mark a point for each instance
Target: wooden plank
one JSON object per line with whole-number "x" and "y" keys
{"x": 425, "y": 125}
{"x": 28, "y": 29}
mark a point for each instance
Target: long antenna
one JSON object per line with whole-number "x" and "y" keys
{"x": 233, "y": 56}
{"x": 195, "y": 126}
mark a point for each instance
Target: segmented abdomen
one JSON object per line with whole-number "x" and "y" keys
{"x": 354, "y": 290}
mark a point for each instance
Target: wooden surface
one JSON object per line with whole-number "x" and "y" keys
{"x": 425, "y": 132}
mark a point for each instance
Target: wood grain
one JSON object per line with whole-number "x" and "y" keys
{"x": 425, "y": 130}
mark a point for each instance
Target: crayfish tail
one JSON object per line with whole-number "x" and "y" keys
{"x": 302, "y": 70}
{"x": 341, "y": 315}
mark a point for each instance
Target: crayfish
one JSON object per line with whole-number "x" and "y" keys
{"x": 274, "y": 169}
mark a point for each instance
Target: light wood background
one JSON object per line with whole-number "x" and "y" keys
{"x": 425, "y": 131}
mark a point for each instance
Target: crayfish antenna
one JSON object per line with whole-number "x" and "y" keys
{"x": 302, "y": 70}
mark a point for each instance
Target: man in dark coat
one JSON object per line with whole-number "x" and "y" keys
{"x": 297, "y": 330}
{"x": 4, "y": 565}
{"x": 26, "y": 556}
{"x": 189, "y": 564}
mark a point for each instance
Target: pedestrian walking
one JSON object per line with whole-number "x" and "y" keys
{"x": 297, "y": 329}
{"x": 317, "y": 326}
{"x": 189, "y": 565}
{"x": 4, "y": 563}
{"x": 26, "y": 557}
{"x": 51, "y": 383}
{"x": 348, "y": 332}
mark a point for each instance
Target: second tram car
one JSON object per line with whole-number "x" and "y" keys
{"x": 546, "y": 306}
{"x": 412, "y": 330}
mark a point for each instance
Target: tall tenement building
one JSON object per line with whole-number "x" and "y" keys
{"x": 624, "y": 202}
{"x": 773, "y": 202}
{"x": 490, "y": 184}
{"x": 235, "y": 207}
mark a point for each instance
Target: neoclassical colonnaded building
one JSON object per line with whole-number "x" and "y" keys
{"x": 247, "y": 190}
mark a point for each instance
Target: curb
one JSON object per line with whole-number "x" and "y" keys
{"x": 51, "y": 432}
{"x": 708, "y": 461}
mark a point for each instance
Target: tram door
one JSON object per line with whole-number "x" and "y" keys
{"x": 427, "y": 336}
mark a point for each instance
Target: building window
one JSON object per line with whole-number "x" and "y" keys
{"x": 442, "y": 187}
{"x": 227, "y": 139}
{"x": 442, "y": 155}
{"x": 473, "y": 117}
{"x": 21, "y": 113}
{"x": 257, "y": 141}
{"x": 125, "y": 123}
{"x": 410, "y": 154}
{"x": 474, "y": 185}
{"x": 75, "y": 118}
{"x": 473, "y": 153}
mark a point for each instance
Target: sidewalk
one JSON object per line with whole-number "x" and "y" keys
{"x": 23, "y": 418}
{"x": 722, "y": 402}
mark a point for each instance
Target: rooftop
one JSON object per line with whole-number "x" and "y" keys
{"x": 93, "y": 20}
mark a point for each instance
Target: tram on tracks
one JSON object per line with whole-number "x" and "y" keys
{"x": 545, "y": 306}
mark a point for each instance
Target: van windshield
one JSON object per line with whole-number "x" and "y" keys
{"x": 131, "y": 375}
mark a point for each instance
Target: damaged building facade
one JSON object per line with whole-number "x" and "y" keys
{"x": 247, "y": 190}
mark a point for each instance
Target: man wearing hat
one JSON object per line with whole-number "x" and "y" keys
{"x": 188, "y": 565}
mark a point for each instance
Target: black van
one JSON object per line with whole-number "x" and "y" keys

§

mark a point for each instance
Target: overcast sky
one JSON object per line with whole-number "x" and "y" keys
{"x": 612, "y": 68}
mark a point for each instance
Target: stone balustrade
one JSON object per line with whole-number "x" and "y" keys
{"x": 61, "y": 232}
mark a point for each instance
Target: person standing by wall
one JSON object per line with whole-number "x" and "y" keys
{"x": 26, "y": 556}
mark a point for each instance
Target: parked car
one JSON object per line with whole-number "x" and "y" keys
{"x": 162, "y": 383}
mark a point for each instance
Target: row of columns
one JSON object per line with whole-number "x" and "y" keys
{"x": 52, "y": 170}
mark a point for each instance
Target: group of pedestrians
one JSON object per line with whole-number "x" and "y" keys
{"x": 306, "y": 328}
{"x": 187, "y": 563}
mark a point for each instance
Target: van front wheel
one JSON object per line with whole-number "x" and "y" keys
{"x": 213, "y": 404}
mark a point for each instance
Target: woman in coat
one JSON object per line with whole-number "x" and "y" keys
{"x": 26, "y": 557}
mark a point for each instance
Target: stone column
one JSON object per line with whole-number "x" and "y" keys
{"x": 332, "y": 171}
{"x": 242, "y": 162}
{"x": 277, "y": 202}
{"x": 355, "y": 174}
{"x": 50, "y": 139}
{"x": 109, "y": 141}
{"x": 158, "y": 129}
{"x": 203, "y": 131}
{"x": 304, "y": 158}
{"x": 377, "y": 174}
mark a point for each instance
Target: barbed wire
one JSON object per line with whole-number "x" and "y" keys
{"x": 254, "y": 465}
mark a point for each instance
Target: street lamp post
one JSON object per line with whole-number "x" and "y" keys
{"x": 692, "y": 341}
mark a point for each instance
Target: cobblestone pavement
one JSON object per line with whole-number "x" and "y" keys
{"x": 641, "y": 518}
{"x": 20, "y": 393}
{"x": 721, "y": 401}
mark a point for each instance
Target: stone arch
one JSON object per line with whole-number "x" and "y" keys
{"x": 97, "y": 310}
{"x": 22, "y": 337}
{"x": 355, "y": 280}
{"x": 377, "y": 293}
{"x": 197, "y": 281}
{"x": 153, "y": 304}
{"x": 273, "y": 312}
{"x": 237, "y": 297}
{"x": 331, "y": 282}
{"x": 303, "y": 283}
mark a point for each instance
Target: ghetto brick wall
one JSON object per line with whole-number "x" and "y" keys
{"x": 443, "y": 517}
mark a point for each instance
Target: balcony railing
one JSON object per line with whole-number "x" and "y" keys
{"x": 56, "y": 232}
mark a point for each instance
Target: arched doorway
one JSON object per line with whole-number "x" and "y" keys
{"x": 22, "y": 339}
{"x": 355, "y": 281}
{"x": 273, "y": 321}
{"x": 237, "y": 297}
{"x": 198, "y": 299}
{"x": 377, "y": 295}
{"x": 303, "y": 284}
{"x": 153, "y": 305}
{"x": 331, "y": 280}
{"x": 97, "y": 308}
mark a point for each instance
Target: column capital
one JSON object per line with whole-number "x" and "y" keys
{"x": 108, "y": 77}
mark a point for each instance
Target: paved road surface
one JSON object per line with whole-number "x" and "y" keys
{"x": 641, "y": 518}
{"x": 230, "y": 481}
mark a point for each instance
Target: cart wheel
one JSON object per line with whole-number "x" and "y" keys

§

**WHAT YOU ARE ASKED TO DO:**
Pull out every line in the rows above that contains the word "wooden", and copy each one in full.

**COMPLETE OUTPUT:**
Target: wooden plank
Target: wooden surface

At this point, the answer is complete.